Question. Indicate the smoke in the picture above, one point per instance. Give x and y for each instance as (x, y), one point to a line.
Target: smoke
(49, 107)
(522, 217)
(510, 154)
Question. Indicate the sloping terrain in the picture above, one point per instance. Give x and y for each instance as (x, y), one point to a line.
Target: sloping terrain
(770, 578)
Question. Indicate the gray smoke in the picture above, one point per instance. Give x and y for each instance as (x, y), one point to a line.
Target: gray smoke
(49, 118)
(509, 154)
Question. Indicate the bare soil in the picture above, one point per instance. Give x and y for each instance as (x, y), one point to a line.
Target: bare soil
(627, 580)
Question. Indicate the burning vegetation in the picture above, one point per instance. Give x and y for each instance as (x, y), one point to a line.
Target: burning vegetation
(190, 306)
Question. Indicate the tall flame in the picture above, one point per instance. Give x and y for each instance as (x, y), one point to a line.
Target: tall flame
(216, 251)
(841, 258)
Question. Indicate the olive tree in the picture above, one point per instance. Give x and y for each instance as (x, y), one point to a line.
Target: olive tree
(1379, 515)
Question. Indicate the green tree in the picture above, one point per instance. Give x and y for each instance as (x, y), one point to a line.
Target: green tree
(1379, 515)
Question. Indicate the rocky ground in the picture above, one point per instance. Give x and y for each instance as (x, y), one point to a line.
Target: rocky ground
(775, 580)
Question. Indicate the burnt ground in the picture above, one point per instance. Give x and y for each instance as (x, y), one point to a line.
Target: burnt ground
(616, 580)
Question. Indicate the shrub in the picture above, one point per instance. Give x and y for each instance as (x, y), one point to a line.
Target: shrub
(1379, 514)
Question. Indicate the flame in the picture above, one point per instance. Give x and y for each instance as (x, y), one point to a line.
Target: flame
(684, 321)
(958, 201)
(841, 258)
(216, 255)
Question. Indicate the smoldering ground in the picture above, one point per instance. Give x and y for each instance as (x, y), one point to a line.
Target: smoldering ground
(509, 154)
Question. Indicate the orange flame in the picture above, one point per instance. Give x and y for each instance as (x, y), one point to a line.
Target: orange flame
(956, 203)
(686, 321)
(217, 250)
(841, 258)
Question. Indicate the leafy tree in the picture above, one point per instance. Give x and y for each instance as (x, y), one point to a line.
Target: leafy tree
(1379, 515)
####################
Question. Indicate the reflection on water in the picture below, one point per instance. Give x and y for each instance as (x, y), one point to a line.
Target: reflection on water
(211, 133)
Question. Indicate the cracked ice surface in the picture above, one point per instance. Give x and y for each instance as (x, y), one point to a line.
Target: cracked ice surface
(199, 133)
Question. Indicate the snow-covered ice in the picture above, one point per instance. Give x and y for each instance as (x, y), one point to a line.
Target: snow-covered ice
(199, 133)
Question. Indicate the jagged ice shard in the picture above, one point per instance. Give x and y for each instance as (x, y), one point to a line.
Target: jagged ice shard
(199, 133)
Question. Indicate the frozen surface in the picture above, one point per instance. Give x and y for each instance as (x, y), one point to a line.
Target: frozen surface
####################
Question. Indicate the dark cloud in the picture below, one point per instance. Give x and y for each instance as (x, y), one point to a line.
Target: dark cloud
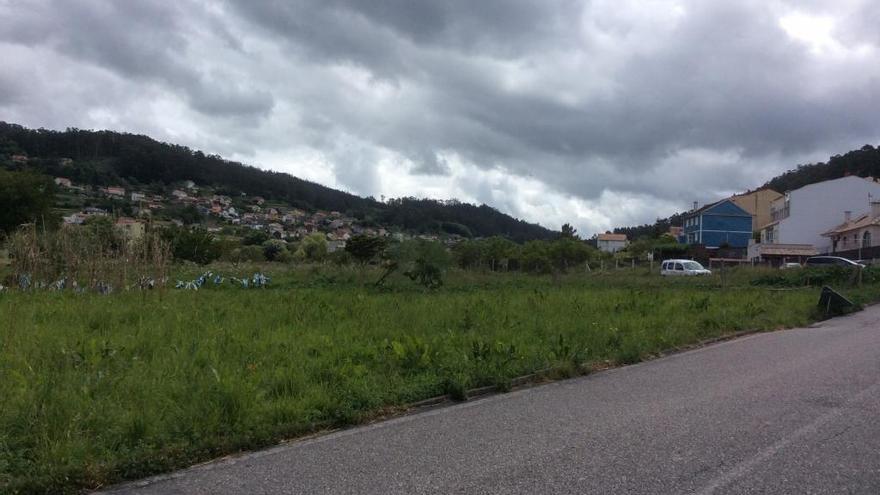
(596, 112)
####################
**EXERCISE DIRECTIONS:** Copy out each line above that contains the string "olive". Treat uppercase and lowercase letters as different.

**EXERCISE SOLUTION:**
Question. Indicate the olive tree in the picture above, one point per instance. Give x and y for each instance as (x, y), one point to a line.
Target: olive tree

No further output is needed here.